((

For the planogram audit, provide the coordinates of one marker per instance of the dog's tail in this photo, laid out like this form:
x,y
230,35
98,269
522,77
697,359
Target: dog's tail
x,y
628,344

))

WHAT YOU WILL DO:
Output every nonblank line of the items above as a Markdown table with two columns, Row and Item line. Put the line's position in Row and its exact text in Item line.

RESULT OF THE EXERCISE:
| Row | Item line |
|---|---|
| 1 | For the planogram audit, provide the coordinates of one marker per instance of the dog's tail in this photo, laid out like this form: |
| 2 | x,y |
| 3 | 230,35 |
| 4 | 98,269 |
| 5 | 522,77 |
| 6 | 697,359 |
| 7 | Target: dog's tail |
| 8 | x,y |
| 9 | 628,344 |